Тонкий пожелтевший листок — словно напутственное слово в новую дорогу.
Министерство высшего образования СССР
Москва, 29 сентября 1955 г.
Удостоверение № 183
Главное управление унив., экон. и юридических вузов Министерства высшего образования СССР направляет тов. Былинкину Маргариту Ивановну, окончившую аспирантуру МГУ в 1955 году в распоряжение редакции журнала «Иностранная литература» для работы по специальности «романо-германская филология». Срок прибытия 1 ноября 1955 года.
Зам. начальника Главного управления
унив. экон. и юридических вузов
Мин-ва высшего образования СССР
Печать. (Подпись)
Это невостребованное направление вместе с неоторванным корешком «Подтверждение прибытия» осталось мне на память.
Отныне я — референт-консультант по литературе латиноамериканских стран и Испании в журнале «Иностранная литература» с зарплатой в тысячу рублей, — такой, какую мне положили в Минвнешторге сразу по окончании института. Теперь мне надо было стать литературоведом. Все — снова с нуля; прощай, лингвистика, хотя мне еще и предстояла защита лингвистической диссертации.
Но я была довольна и рада. Наконец можно заниматься тем, к чему душа лежит. А с литературой Латинской Америки я, к счастью, давно поладила.
Новые старты и флирты
Благополучно появившись на свет в 1955 году, журнал «Иностранная литература» разместился в левом флигеле «Усадьбы Болконских», описанной Толстым в романе «Война и мир» и находящейся на Поварской (быв. ул. Воровского), 52. В центральном же барском доме с просторными залами и высокими потолками восседали секретари Союза писателей СССР, руководители пишущей братии, вышедшие из сочинителей, не всегда первоклассных. Секретарь по кадрам, ведавший анкетами и судьбами членов СП, и вовсе был из старших офицеров КГБ.
В узких и тесных клетушках флигелей, где когда-то находились конюшни и дворня, поселили два журнала: «Иностранную литературу» и «Дружбу народов». Там же, в левом флигеле, помещалась и Иностранная комиссия СП, референты которой принимали зарубежных писателей и сопровождали советских литераторов в закордонные командировки, подчиняясь кадровикам СП.
Первый главный редактор «Иностранной литературы» — Александр Борисович Чаковский лишь внешне походил на мартышку в очках. Он был именно тем человеком, который в середине 50-х годов мог дать повод к существованию, удержать на плаву и сделать популярным и многотиражным такое деликатное издание, как «Иностранная литература». Журнал грозил стать свалкой сочинений писателей из братских соцстран, но, благодаря Чаковскому, не стал. Здесь сразу же были впервые в СССР опубликованы такие прозаики, как Ремарк, Хемингуэй, Астуриас и другие известные сопланетяне.
|---|
> **Письменное задание 1**:
Отредактируйте строки данных, начиная со строки, где стоит «For the scouting record, return for every instance of the orange», и заканчивая последней строкой данных: замените «scouting record» на «survey record», а всё остальное оставьте как есть.

(Данные разметки расположения объектов)
|---|
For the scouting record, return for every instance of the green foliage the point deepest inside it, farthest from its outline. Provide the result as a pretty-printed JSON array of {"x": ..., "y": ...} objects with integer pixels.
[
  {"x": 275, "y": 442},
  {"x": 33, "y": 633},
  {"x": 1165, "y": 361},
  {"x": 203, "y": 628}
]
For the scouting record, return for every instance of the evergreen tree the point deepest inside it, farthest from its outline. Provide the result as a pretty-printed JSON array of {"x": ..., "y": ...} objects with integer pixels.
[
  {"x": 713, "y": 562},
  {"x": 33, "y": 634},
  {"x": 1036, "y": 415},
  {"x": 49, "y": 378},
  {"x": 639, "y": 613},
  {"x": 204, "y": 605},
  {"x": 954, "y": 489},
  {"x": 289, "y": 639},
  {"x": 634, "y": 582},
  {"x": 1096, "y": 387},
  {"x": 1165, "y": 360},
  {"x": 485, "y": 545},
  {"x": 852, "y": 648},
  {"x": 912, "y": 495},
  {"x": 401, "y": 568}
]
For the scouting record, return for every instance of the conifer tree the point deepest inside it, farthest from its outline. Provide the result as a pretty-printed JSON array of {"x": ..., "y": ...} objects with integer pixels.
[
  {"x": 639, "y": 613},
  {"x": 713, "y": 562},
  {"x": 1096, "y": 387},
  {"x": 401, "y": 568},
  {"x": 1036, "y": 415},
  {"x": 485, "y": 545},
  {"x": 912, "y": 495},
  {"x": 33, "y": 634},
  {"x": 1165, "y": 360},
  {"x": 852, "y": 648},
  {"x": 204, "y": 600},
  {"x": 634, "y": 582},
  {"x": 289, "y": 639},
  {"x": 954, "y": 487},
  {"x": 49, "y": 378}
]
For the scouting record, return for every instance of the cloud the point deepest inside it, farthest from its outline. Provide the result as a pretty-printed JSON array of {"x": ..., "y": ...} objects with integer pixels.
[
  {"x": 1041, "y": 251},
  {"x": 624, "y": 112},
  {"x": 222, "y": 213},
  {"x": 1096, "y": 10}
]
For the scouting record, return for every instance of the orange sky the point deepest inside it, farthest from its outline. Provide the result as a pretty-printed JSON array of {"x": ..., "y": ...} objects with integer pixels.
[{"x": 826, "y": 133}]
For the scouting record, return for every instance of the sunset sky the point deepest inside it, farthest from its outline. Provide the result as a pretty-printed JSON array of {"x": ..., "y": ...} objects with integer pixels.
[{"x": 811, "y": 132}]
|---|
> **Письменное задание 2**:
Выпишите из отрывка о журнале «Иностранная литература» дословный фрагмент, начиная со слов «Удостоверение № 183» и заканчивая словами «мне на память.».

> **Результат 1**:
For the survey record, return for every instance of the orange sky the point deepest inside it, farthest from its outline. Provide the result as a pretty-printed JSON array of {"x": ..., "y": ...} objects with integer pixels.
[{"x": 826, "y": 133}]
For the survey record, return for every instance of the sunset sky the point deepest inside it, farthest from its outline. Provide the result as a pretty-printed JSON array of {"x": ..., "y": ...} objects with integer pixels.
[{"x": 811, "y": 132}]

> **Результат 2**:
Удостоверение № 183
Главное управление унив., экон. и юридических вузов Министерства высшего образования СССР направляет тов. Былинкину Маргариту Ивановну, окончившую аспирантуру МГУ в 1955 году в распоряжение редакции журнала «Иностранная литература» для работы по специальности «романо-германская филология». Срок прибытия 1 ноября 1955 года.
Зам. начальника Главного управления
унив. экон. и юридических вузов
Мин-ва высшего образования СССР
Печать. (Подпись)
Это невостребованное направление вместе с неоторванным корешком «Подтверждение прибытия» осталось мне на память.